What needs to be done – Could you please repeat the entries below word for word, with the images left out?

Extracted records –
Content starts
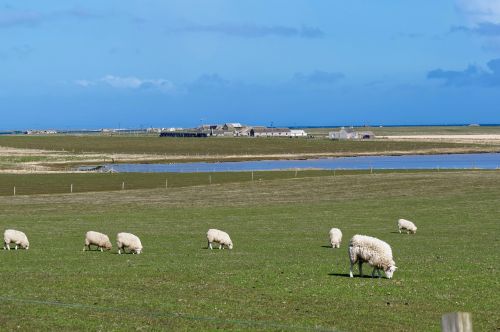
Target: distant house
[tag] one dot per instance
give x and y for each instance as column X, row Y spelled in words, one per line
column 269, row 132
column 366, row 135
column 185, row 133
column 41, row 132
column 232, row 126
column 350, row 133
column 297, row 133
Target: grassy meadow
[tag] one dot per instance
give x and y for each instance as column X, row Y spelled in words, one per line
column 281, row 274
column 219, row 145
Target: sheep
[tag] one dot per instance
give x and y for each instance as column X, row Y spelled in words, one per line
column 220, row 237
column 17, row 237
column 98, row 239
column 130, row 241
column 373, row 251
column 407, row 225
column 335, row 237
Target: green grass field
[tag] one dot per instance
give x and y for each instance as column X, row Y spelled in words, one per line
column 280, row 275
column 216, row 145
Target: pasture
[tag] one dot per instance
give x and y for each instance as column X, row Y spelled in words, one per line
column 222, row 146
column 281, row 274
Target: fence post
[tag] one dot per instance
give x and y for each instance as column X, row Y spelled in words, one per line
column 456, row 322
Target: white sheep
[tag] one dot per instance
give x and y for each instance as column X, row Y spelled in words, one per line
Content ends
Output below –
Target: distant house
[tag] one dot per instance
give x and y for each instance as column X, row Y spelled in words, one per line
column 269, row 132
column 366, row 135
column 185, row 133
column 41, row 132
column 232, row 126
column 350, row 133
column 297, row 133
Target: grassy meadow
[tag] one dot per instance
give x and y for each instance as column X, row Y spelled in words, one per line
column 281, row 274
column 219, row 145
Target: sheep
[tag] one dot per instance
give x and y for each instance as column X, row Y spelled in words, one per line
column 220, row 237
column 17, row 237
column 98, row 239
column 130, row 241
column 373, row 251
column 407, row 225
column 335, row 237
Target: green grass field
[tag] one dot per instance
give x and y for each instance as column X, row Y spelled in words, one per line
column 280, row 275
column 216, row 145
Target: pasture
[tag] one dot per instance
give x and y for each instance as column X, row Y spelled in words, one per line
column 222, row 146
column 281, row 274
Target: fence post
[tag] one dot per instance
give x and y for each instance as column X, row Y spelled in words, one per line
column 456, row 322
Target: white sheep
[tag] one dot per instance
give x and y for each instance as column X, row Y spelled in words, one per line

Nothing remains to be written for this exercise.